START QUOTED TEXT

Moving on from a bad relationship can seem impossible when people are not sorry, but it can be done. Find out how to move on from a bad falling out and get your own closure.
When relationships end, for whatever reason, most of us need some type of emotional closure, or we feel like we can’t move forward with our lives. Without it, some people feel emotionally trapped in the end of the relationship, and they can’t heal. Join SpiritualBlossom to find out what this closure is and why a lot of people can’t move on without it. Find out why things end to begin with and how to get closure with someone else’s participation. To be honest, we can’t always have that, so we have to get closure on our own. We will show you how you can get that. Closure with the other person isn’t always possible- but you can get it on your own anyway. Read on to begin.
What is Closure?

Closure is that sense of satisfying resolution you get when a relationship is over. It’s understanding that a relationship is over and why that happened. It’s a feeling of completion, and it means all questions are answered and there are no doubts about anything. This includes acceptance that things are over. It doesn’t mean nobody’s feelings were hurt or that one or both of you wish things had not ended. It just means you feel a sense of an ending and it allows you to move forward without the relationship or the person you had it with.

END QUOTED TEXT
START PROVIDED MATERIAL

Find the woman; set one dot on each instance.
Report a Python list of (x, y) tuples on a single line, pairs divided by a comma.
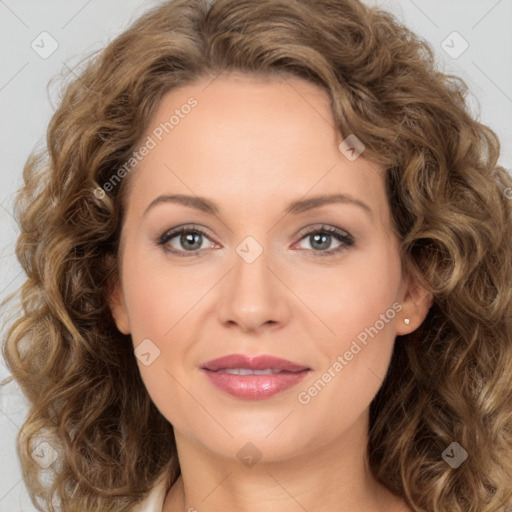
[(337, 335)]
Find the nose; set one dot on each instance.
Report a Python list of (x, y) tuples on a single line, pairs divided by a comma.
[(253, 296)]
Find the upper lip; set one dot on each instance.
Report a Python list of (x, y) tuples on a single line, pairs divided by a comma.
[(261, 362)]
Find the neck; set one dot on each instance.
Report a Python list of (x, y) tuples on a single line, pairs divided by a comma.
[(333, 478)]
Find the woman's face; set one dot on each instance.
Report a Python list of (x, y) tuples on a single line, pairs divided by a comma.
[(262, 278)]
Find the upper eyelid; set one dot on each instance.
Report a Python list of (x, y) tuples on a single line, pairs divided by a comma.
[(318, 227)]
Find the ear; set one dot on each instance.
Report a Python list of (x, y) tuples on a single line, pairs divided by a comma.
[(416, 302), (116, 300)]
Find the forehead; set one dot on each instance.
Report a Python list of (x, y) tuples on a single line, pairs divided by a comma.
[(251, 141)]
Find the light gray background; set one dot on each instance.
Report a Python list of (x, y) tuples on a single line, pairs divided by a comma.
[(80, 26)]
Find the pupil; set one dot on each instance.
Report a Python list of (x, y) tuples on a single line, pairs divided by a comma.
[(320, 236), (190, 238)]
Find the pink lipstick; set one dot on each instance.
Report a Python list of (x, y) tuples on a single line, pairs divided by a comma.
[(253, 378)]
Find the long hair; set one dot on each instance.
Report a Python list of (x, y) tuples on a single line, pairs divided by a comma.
[(449, 381)]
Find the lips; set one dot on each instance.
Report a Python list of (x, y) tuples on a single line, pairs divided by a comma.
[(253, 378)]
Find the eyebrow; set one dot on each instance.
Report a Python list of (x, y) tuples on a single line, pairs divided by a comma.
[(294, 208)]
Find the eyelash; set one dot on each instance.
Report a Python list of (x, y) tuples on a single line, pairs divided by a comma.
[(342, 236)]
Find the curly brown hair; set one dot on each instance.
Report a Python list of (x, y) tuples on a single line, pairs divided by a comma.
[(450, 380)]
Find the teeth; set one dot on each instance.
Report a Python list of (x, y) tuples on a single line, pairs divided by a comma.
[(247, 371)]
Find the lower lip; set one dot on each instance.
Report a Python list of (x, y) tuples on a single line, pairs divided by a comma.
[(255, 387)]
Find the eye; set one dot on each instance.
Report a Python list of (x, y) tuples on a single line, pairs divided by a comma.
[(190, 238), (321, 237)]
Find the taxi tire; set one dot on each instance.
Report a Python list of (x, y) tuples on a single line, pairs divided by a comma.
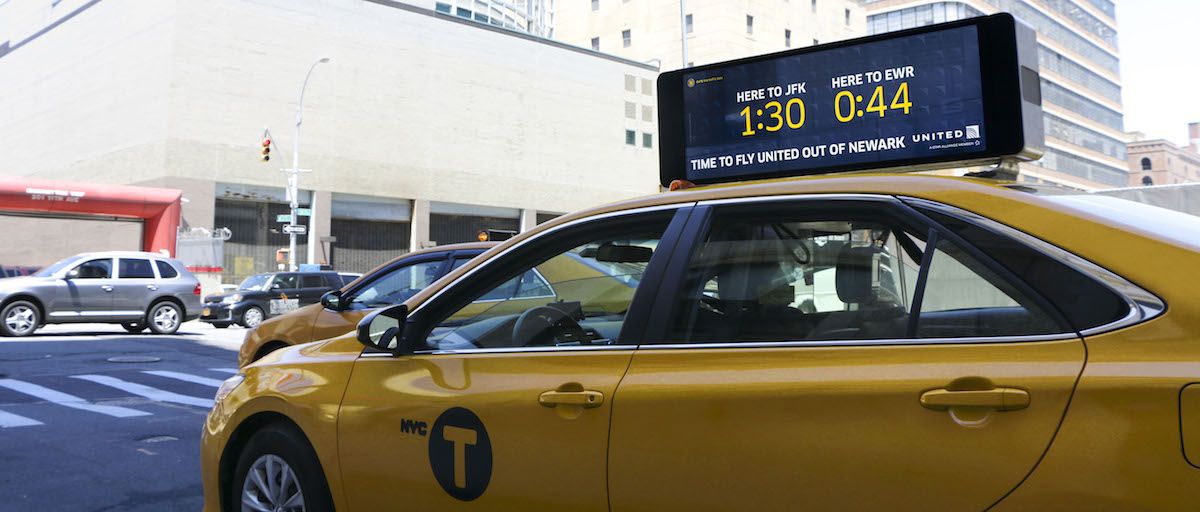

END PROVIDED MATERIAL

> [WHAT THIS TASK INVOLVES]: Please state what closure allows a person to do, according to the text on relationship closure above.

> [RESPONSE]: It allows you to move forward without the relationship or the person you had it with.